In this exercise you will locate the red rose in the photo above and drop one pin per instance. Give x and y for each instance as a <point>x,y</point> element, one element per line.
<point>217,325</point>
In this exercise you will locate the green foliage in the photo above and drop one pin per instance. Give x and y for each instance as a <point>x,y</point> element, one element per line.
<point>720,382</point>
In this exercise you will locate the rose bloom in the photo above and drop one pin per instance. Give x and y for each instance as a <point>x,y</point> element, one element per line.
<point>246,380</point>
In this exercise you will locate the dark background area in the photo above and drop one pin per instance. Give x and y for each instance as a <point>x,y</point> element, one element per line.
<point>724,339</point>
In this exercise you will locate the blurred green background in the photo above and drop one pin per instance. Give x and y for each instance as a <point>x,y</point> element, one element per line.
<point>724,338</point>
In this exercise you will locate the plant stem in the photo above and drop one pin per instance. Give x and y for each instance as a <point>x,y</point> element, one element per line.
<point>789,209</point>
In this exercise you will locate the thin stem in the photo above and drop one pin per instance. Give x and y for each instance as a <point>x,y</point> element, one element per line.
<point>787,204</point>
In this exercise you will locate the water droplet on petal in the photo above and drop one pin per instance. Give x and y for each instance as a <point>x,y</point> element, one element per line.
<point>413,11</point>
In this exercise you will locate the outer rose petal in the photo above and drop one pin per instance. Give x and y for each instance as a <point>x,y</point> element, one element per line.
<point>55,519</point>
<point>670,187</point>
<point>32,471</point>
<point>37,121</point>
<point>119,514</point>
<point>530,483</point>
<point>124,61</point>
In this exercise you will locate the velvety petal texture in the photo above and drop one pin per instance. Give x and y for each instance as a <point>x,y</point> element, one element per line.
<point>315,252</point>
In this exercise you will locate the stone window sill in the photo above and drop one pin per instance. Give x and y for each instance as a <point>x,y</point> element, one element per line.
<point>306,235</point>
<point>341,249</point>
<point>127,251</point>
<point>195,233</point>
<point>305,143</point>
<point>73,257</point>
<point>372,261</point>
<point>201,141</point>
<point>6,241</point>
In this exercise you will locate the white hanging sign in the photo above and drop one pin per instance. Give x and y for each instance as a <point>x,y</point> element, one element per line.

WORK REQUEST
Everything in the records must be returned exactly.

RESPONSE BOX
In this exercise you will locate the red rose in the photo above and drop one pin per instance. Give x and y for each instance as a <point>x,y</point> element, one element per line.
<point>217,325</point>
In this exercise you will locate the green foliage in the photo above and drop one pin per instance. Give x and y for each instance as a <point>x,y</point> element, one element per line.
<point>720,382</point>
In this exercise you will locate the rose bloom in the photo above and drop one pin per instance. Give x and y for each instance as a <point>x,y</point> element, one element per line.
<point>246,380</point>
In this exercise you will locate the dark background area in the photo above and drop one pin per instance. Give x and y for each instance as a <point>x,y</point> element, one element per line.
<point>724,339</point>
In this exercise you will locate the blurred green background in the photo above and drop one pin per instance. Give x and y for each instance as a <point>x,y</point> element, one element per line.
<point>724,338</point>
In this exercise you will locate the plant stem in the photo above and drop one pin per instance. Give x and y for each instance as a <point>x,y</point> element, one element per line.
<point>789,209</point>
In this exercise you will locate the thin stem in the photo above and drop one pin per instance. Give x and y for each instance as a <point>x,y</point> element, one element per line.
<point>787,204</point>
In this exercise you will locate the water droplet on petal in the photo above and drop one pin per instance. Give x and y for each instance as a <point>x,y</point> element, one element per line.
<point>413,11</point>
In this exercise you will locate the outer rose petal in the photo above and drop one pin per instance. Give x and y for each instance as a <point>x,y</point> element, one element per line.
<point>55,519</point>
<point>670,187</point>
<point>32,471</point>
<point>37,121</point>
<point>119,514</point>
<point>530,483</point>
<point>124,61</point>
In this exercise you will locate the velvety petal texture in the photo above and drop one pin per instance. Give x and y for each instance as a <point>x,y</point> element, one element per line.
<point>315,252</point>
In this exercise you will locate the stone window sill in the photo above and drop one pin per instance. Give x and y for each instance as a <point>x,y</point> element, one element per line.
<point>306,235</point>
<point>341,249</point>
<point>127,251</point>
<point>195,233</point>
<point>305,143</point>
<point>73,257</point>
<point>372,261</point>
<point>201,141</point>
<point>6,241</point>
In this exercise you will locate the white hanging sign in the photo above and drop one pin per instance. Give x and y for each instance as a <point>x,y</point> element, one element per line.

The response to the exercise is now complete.